** Information given follows **
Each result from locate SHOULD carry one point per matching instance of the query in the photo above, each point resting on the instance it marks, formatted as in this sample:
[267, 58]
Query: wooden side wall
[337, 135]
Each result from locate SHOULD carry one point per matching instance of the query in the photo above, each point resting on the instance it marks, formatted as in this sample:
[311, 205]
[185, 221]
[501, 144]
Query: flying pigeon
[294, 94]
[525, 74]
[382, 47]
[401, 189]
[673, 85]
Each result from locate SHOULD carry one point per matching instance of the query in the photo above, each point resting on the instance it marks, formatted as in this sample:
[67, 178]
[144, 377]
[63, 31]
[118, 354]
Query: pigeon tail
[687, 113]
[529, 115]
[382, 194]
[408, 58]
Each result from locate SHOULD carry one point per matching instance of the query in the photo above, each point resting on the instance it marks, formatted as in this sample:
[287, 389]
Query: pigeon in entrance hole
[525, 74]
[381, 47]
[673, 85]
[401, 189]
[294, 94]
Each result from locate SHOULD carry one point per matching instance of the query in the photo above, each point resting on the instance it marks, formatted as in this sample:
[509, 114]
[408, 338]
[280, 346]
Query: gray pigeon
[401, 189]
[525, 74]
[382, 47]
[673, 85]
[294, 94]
** End of Information given **
## Required action
Each line of the material above must be retyped precisely.

## Task response
Each result from locate SHOULD carry one point per matching instance of the query in the photo above, each point resting on the instance it marks, formatted as in this sample:
[267, 58]
Query: wooden side wall
[337, 135]
Each result from locate SHOULD carry one point per matching instance of the query in the photo above, each point resting on the instance it marks, formatted as in this sample:
[311, 205]
[185, 221]
[501, 144]
Query: flying pigeon
[294, 94]
[525, 74]
[382, 47]
[401, 189]
[673, 85]
Each result from locate SHOULD carry one point per matching instance of the query in the photo above, each point resting on the instance it marks, formatted as in this sample:
[67, 178]
[144, 377]
[63, 31]
[118, 354]
Query: pigeon tail
[687, 113]
[529, 115]
[382, 194]
[408, 58]
Each result from locate SHOULD carry one point per matching instance of the query in the photo above, each point resting on the instance it marks, formatted as in this sample:
[287, 389]
Query: pigeon in entrance hole
[525, 74]
[381, 47]
[673, 85]
[401, 189]
[294, 94]
Each result from locate SHOULD carry one point per matching instance of the query in the photo above, each point resting on the instance it marks, formatted as in this sample:
[509, 114]
[408, 338]
[280, 346]
Query: gray pigeon
[401, 189]
[525, 74]
[382, 47]
[673, 85]
[294, 94]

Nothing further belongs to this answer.